>>>

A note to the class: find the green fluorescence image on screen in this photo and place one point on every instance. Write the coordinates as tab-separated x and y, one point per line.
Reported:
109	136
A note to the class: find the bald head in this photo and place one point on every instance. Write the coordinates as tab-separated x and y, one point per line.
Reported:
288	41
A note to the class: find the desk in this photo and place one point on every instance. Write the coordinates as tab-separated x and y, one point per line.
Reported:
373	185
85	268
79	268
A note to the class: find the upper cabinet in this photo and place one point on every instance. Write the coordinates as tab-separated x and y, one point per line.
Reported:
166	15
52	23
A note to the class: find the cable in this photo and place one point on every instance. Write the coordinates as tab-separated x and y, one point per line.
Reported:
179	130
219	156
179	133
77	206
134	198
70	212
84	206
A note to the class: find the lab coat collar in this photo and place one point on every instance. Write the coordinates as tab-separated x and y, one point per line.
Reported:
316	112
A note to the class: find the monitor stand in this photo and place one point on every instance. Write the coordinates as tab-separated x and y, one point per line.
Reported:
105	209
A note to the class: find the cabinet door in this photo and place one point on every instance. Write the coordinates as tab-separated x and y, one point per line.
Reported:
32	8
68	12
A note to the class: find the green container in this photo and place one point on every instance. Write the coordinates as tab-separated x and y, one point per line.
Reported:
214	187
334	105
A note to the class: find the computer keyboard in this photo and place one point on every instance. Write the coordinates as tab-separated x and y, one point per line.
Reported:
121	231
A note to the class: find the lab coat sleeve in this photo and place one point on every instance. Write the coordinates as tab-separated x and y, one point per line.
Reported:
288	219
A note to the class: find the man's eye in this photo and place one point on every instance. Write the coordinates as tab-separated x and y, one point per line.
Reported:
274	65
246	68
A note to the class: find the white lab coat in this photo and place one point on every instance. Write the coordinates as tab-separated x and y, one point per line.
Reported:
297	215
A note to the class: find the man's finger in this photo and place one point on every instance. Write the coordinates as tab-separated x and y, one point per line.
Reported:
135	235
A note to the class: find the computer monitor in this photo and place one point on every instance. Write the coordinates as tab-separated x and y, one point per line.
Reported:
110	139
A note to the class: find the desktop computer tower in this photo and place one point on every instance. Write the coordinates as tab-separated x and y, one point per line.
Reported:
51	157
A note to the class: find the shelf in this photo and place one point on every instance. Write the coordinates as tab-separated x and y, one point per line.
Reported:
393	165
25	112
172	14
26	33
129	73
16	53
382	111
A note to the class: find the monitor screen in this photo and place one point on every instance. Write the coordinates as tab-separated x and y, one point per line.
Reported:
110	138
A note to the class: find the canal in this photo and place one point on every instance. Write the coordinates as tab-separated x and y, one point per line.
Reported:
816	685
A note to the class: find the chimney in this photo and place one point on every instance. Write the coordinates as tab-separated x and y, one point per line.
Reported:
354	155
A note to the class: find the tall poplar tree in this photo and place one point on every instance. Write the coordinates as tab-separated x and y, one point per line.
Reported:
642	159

<<<

**Exercise aim**
Print the data again exactly.

**Written solution**
A note to the class: find the green fluorescence image on screen in this photo and place one point on every instance. Write the coordinates as tab-separated x and y, one point per line.
Reported:
109	136
A note to the class: find the bald head in this photo and place one point on every instance. Write the coordinates as tab-separated x and y, one point per line.
Reported:
288	41
A note to the class: find the desk in this photo and place one point on every instance. Write the coordinates as tab-separated x and y, one point per line.
Reported:
373	185
85	268
79	268
A note to the class: find the upper cabinet in this photo and place one point on every instance. Write the coordinates as tab-separated x and y, one point per line.
Reported:
166	15
52	23
A note to the class: find the cable in this photo and place one point on every instance. Write the coordinates as tab-separated x and y, one point per line.
Reported:
179	130
219	156
179	133
77	206
134	198
70	212
84	206
A note to the class: find the lab coat collar in this photo and place one point on every instance. Write the coordinates as tab-separated x and y, one point per line.
Reported:
316	112
A note to the class: find the monitor stand in this photo and place one point on every instance. Write the coordinates as tab-separated x and y, one point per line.
Reported:
105	209
A note to the class: find the cabinet door in this photo and place one point on every instance. Write the coordinates as tab-separated x and y, one point per line.
Reported:
32	8
68	12
A note to the class: find the green container in this photo and place one point on every instance. Write the coordinates as tab-separated x and y, one point per line.
Reported:
214	187
334	105
A note to the class: find the computer keyboard in this photo and place one point on every instance. Write the coordinates as tab-separated x and y, one point per line.
Reported:
121	231
A note to the class: find the lab coat sleeve in this photo and place one point on every instance. Write the coordinates as tab-separated x and y, one point per line.
Reported:
288	219
A note to the class: find the man's eye in this photo and place one point on every instance. Write the coordinates as tab-separated x and y, one point per line.
Reported:
274	65
246	68
A note to the class: find the white lab coat in this photo and place one point on every instance. Write the coordinates as tab-separated x and y, one point per line.
Reported:
297	215
A note to the class: find the man's finger in this photo and place one point on every instance. Write the coordinates as tab-separated x and y, one point per line.
Reported:
135	235
A note to the class: find the computer monitor in this photo and place one point on every instance. Write the coordinates as tab-separated x and y, one point per line.
Reported:
110	139
A note to the class: find the desktop computer tower in this photo and place one point on every instance. Write the coordinates as tab-separated x and y, one point per line.
Reported:
51	157
A note to the class: find the shelf in this photo and place one point on every instance. Write the coordinates as tab-separated x and y, one point per line.
Reported:
393	165
25	112
172	14
26	33
129	73
16	53
382	111
A note to the class: find the monitor screen in this photo and place one point on every instance. Write the coordinates as tab-separated x and y, one point per line.
Reported:
110	138
A note to the class: find the canal in this photo and place one point on every instance. Write the coordinates as tab-separated x and y, one point per line.
Reported:
816	685
A note to the class: find the chimney in this photo and place one point on every instance. Write the coordinates as tab-separated x and y, one point per line.
Reported:
354	155
A note to the class: find the tall poplar tree in this photo and place one point on every instance. Write the coordinates as tab-separated x and y, one point per line.
Reported:
642	159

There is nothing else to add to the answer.